#### [Problem details]
Reproduce all of the entries below word for word, but omit the pictures.

#### [Listed records]
···

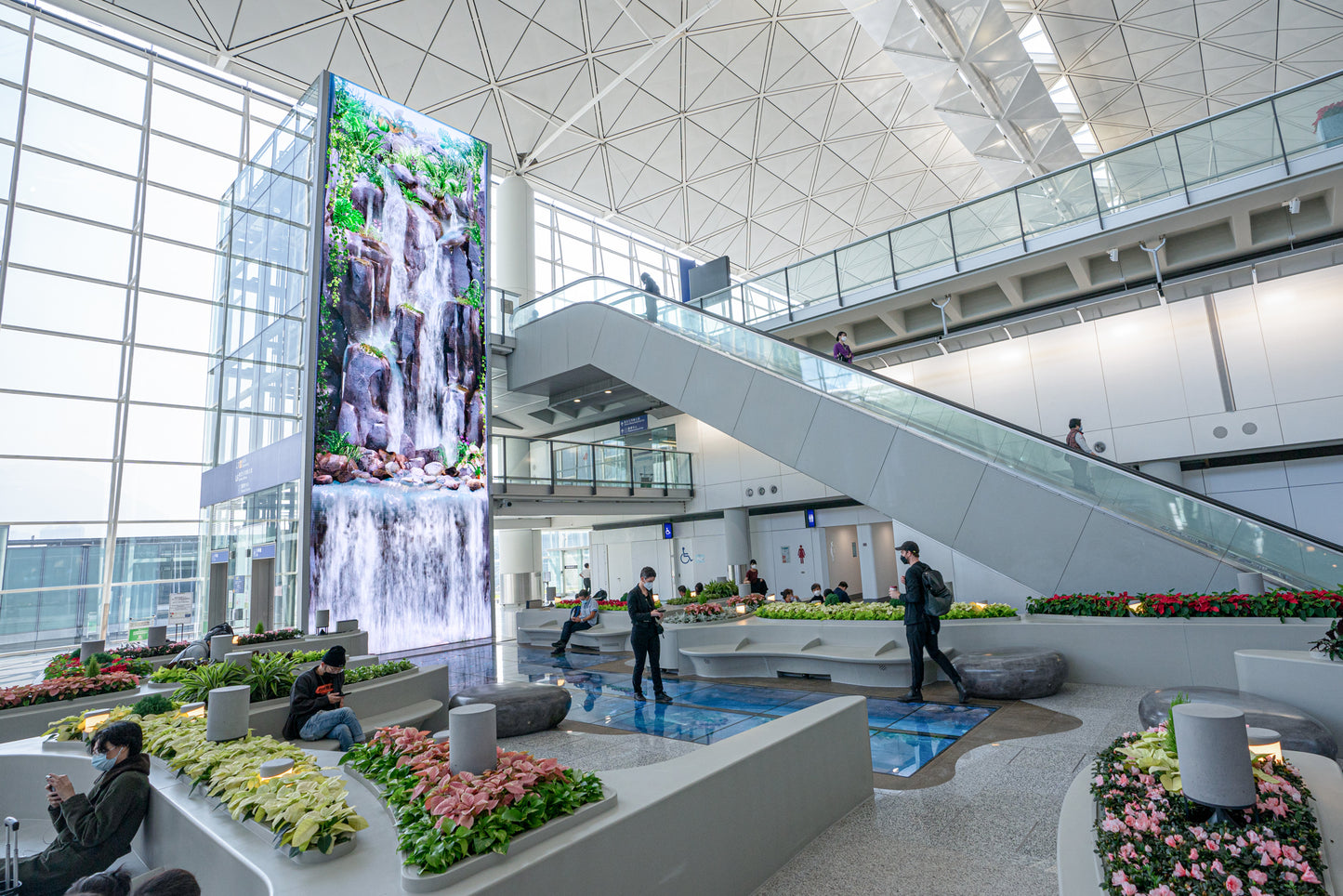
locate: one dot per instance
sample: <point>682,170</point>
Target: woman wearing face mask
<point>93,830</point>
<point>842,352</point>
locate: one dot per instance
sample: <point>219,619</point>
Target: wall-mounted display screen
<point>401,534</point>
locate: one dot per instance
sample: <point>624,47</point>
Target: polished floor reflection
<point>904,736</point>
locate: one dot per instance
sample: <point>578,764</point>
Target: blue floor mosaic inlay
<point>904,735</point>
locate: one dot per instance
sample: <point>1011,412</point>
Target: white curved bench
<point>883,665</point>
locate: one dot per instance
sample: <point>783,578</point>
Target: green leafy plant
<point>1171,747</point>
<point>152,705</point>
<point>1331,645</point>
<point>198,682</point>
<point>271,675</point>
<point>304,808</point>
<point>443,818</point>
<point>67,688</point>
<point>335,442</point>
<point>377,670</point>
<point>1152,838</point>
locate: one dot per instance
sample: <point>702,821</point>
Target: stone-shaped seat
<point>519,708</point>
<point>1299,730</point>
<point>1011,673</point>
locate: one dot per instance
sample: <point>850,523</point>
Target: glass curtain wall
<point>257,375</point>
<point>112,165</point>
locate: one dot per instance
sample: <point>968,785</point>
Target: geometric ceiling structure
<point>968,60</point>
<point>769,129</point>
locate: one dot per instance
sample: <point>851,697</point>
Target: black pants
<point>646,645</point>
<point>923,637</point>
<point>571,626</point>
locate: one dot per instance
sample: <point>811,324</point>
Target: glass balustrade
<point>548,462</point>
<point>1197,163</point>
<point>1224,533</point>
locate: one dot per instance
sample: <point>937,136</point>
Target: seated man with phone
<point>317,705</point>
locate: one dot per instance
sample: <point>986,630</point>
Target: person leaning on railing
<point>93,829</point>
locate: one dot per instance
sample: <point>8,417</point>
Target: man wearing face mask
<point>842,352</point>
<point>93,830</point>
<point>920,627</point>
<point>645,634</point>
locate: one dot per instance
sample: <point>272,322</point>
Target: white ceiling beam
<point>667,39</point>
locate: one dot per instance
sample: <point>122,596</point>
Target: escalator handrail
<point>1137,474</point>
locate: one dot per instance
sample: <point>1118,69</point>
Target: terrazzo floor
<point>989,830</point>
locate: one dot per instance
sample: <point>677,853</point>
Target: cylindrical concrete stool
<point>226,714</point>
<point>220,645</point>
<point>1249,582</point>
<point>239,658</point>
<point>1215,755</point>
<point>471,741</point>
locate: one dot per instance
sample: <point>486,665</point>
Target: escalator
<point>1007,498</point>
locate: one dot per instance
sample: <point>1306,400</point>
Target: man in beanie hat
<point>316,705</point>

···

#### [Written reply]
locate: one dot per instance
sample: <point>682,170</point>
Target: woman wearing face mask
<point>93,830</point>
<point>842,352</point>
locate: one dot per instance
sample: <point>219,619</point>
Target: wall-mounted display screen
<point>401,534</point>
locate: one dot per instance
sample: <point>624,47</point>
Target: polished floor reflection
<point>904,736</point>
locate: one dot per instance
sample: <point>578,764</point>
Target: blue floor mosaic inlay
<point>904,735</point>
locate: one dot per instance
sample: <point>1011,412</point>
Target: white curved bench
<point>883,665</point>
locate: one dot per instance
sample: <point>783,578</point>
Target: green leafy plant
<point>1171,747</point>
<point>152,705</point>
<point>1331,645</point>
<point>198,682</point>
<point>271,675</point>
<point>304,808</point>
<point>443,818</point>
<point>67,688</point>
<point>335,442</point>
<point>377,670</point>
<point>1152,838</point>
locate: one dot per instance
sample: <point>702,821</point>
Target: stone-shaped seat
<point>519,708</point>
<point>1299,730</point>
<point>1011,673</point>
locate: one dot per instance
sample: <point>850,523</point>
Target: glass curtain wall
<point>257,375</point>
<point>112,165</point>
locate: one dot per instance
sample: <point>968,785</point>
Target: geometric ceiling structure
<point>968,60</point>
<point>769,129</point>
locate: one dot per instance
sample: <point>851,697</point>
Target: black pants
<point>646,645</point>
<point>923,637</point>
<point>571,626</point>
locate: one dot per instance
sample: <point>811,324</point>
Target: glass balustrade
<point>548,462</point>
<point>1197,163</point>
<point>1224,533</point>
locate: one dot per instance
sample: <point>937,136</point>
Target: seated man with phone
<point>317,705</point>
locate: one dot per instance
sample: <point>986,630</point>
Target: person leaning on railing
<point>93,829</point>
locate: one dot per instance
sample: <point>8,417</point>
Target: man wearing face mask
<point>842,352</point>
<point>93,830</point>
<point>920,627</point>
<point>645,634</point>
locate: one dot per instance
sample: <point>272,322</point>
Target: white ceiling beam
<point>667,39</point>
locate: one dot per instance
sample: <point>122,596</point>
Target: escalator handrail
<point>1137,474</point>
locate: one dot per instance
sample: <point>1118,69</point>
Target: terrazzo floor
<point>989,830</point>
locate: one dot per instance
sample: <point>677,853</point>
Target: cylindrical concrete stool
<point>226,714</point>
<point>220,645</point>
<point>1249,582</point>
<point>239,658</point>
<point>1215,755</point>
<point>471,741</point>
locate: one dot per instance
sample: <point>486,665</point>
Target: escalator
<point>1007,498</point>
locate: one dot per instance
sample: <point>1306,400</point>
Target: man in beanie hat
<point>316,705</point>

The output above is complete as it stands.